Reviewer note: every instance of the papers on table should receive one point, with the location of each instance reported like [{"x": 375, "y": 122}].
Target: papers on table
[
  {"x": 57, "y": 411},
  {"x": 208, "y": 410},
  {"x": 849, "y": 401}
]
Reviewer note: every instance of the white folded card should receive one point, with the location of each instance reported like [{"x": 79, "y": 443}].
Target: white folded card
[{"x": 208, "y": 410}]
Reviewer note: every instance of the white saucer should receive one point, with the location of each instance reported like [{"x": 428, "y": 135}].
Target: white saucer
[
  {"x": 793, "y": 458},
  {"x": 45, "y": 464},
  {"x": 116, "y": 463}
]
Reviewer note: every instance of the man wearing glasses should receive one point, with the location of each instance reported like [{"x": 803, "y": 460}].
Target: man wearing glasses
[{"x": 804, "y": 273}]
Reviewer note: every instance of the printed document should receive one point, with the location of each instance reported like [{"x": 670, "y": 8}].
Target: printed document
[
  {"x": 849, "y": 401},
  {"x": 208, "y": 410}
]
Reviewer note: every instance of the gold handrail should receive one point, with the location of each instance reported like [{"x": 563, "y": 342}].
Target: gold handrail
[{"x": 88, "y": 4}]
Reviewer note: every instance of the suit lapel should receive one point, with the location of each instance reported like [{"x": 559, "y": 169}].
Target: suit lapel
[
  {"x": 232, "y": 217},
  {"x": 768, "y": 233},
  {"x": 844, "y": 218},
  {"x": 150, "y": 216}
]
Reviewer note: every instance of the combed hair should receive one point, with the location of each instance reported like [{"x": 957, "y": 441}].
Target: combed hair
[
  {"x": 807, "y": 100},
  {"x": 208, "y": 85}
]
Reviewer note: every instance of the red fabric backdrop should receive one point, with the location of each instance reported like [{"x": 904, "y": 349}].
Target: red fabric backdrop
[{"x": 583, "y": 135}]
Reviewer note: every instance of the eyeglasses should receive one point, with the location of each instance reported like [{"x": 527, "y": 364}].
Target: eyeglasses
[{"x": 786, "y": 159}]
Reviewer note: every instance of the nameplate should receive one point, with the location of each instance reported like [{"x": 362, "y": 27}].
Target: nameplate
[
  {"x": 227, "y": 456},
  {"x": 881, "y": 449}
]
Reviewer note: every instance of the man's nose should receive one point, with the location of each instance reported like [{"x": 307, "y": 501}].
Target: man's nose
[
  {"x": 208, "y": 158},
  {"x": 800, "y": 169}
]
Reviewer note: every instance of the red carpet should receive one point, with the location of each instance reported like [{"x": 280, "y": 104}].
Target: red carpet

GIVEN REQUEST | Extract the complete listing above, reproducing each line exactly.

FULL ANSWER |
Reviewer note: every instance of the papers on table should receive one point, with the location of each instance reported like [{"x": 375, "y": 122}].
Target: papers on table
[
  {"x": 57, "y": 411},
  {"x": 208, "y": 410},
  {"x": 849, "y": 401}
]
Reviewer note: every instance of the white folded card should receive one point, with the location of each instance reported like [{"x": 79, "y": 443}].
Target: white folded card
[{"x": 208, "y": 410}]
Reviewer note: every instance of the white saucer should receive one point, with the location of each instance reported like [{"x": 428, "y": 135}].
Target: white saucer
[
  {"x": 793, "y": 458},
  {"x": 45, "y": 464},
  {"x": 116, "y": 463}
]
Reviewer note: every instance of the man wearing glasses should receive one point, with the location of each instance reported like [{"x": 803, "y": 460}].
Target: man wearing glasses
[{"x": 804, "y": 273}]
Reviewer note: every instance of the printed document should receive one point, with the location of each instance reported like [{"x": 670, "y": 8}].
Target: printed document
[
  {"x": 849, "y": 401},
  {"x": 208, "y": 410}
]
Reviewer note: every instance of the gold handrail should receive one point, with the location of each instance reported like [{"x": 563, "y": 342}].
Target: gold handrail
[{"x": 88, "y": 4}]
Reviewer note: every instance of the suit lapel should receive one point, with the location of each instance reported like [{"x": 559, "y": 169}].
Target: suit lapel
[
  {"x": 232, "y": 217},
  {"x": 768, "y": 233},
  {"x": 844, "y": 218},
  {"x": 150, "y": 216}
]
Reviewer note: every instance of the combed hair should receive one point, with the location of each instance reported like [{"x": 957, "y": 441}].
Target: combed hair
[
  {"x": 807, "y": 100},
  {"x": 208, "y": 85}
]
Reviewer note: every instance of the red fabric backdrop should receive one point, with the location of each instance reported like [{"x": 904, "y": 349}].
Target: red fabric backdrop
[{"x": 583, "y": 135}]
Reviewer note: every instance of the eyeglasses should receive one point, with the location of each instance reported like [{"x": 527, "y": 364}].
Target: eyeglasses
[{"x": 786, "y": 159}]
Reviewer note: every instance of the nameplate should receive one point, with the location of each instance reported like [{"x": 362, "y": 27}].
Target: nameplate
[
  {"x": 227, "y": 456},
  {"x": 881, "y": 449}
]
Reviewer note: every instance of the man's nose should receive one point, with the location of each instance reported like [{"x": 307, "y": 501}].
Target: man's nose
[
  {"x": 208, "y": 158},
  {"x": 800, "y": 169}
]
Reviewer note: every instance of the red carpet should receive one point, with the location of each instance reported like [{"x": 280, "y": 104}].
Target: red carpet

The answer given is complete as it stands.